Commencement speaker Adam B. Ellick ’99 — the Pulitzer Prize–winning New York Times correspondent who brought Pakistani schoolgirl Malala Yousafzai to the attention of the world — told 2016 graduates to embrace and explore the unfamiliar and to follow their curiosity. He also advised graduates to have compassion for people, even those they dislike.

“There is real journalistic and personal benefit to listening to people whom you abhor,” he said. “I obviously don’t condone the Taliban, their violence, and their reckless murder, but I do regret not including more about their views in my film. You may be thinking, ‘Who cares what the Taliban think? They shoot schoolgirls. They’re evil.’ But opposing views don’t just go away over time. We can’t just zap entire ideologies from earth, even though we try with drones.”


Ellick, who is known for his documentation of human rights abuses, was awarded an honorary doctor of letters degree at IC’s Commencement ceremony. Also awarded honorary degrees were Kenneth Fisher ’80 and Francisco J. Núñez.

Fisher, whose Fisher House Foundation provides services to members of the U.S. military and their families — including housing, scholarships, and grant funding for initiatives to improve the quality of life of members of the military — was awarded an honorary doctor of commercial science degree.

A MacArthur Fellow, Núñez founded the Young People’s Chorus of New York City in 1988. The chorus gives young people the opportunity to become involved in music, regardless of economic or cultural barriers. The group has performed at NBC’s Rockefeller Center tree lighting and for Pope Francis, among others. Núñez received an honorary doctor of music degree.

□ □ □ □ □ □ □

TASKS TO PERFORM:
A - According to the commencement article, what honorary degree did Kenneth Fisher receive?
B - Decide whether each statement agrees with the commencement article, answering yes or no and quoting the words that settle it: (i) Núñez founded the Young People’s Chorus of New York City in 1988. (ii) Ellick said he regretted giving the Taliban's views too much space in his film. (iii) Fisher was awarded an honorary doctor of music degree.
C - Set down the stretch of the commencement article from "Fisher, whose Fisher" through "of music degree.".
The records come from a source unrelated to the commencement article.

Dataset items

□ □ □ □ □ □ □

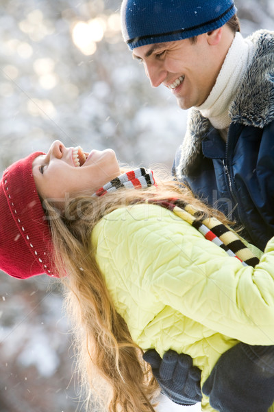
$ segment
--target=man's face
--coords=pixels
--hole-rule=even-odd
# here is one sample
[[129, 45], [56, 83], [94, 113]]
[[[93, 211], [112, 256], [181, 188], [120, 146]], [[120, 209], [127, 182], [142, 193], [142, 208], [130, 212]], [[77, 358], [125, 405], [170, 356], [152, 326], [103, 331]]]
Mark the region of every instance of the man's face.
[[[212, 32], [214, 33], [214, 32]], [[224, 60], [211, 44], [211, 34], [136, 47], [133, 57], [142, 62], [151, 86], [163, 84], [181, 108], [200, 106], [210, 94]]]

□ □ □ □ □ □ □

OUTPUTS:
A - He received an honorary doctor of commercial science degree.

B -
(i) Yes: "Núñez founded the Young People’s Chorus of New York City in 1988."
(ii) No: "I do regret not including more about their views in my film."
(iii) No: "was awarded an honorary doctor of commercial science degree."

C -
Fisher, whose Fisher House Foundation provides services to members of the U.S. military and their families — including housing, scholarships, and grant funding for initiatives to improve the quality of life of members of the military — was awarded an honorary doctor of commercial science degree.

A MacArthur Fellow, Núñez founded the Young People’s Chorus of New York City in 1988. The chorus gives young people the opportunity to become involved in music, regardless of economic or cultural barriers. The group has performed at NBC’s Rockefeller Center tree lighting and for Pope Francis, among others. Núñez received an honorary doctor of music degree.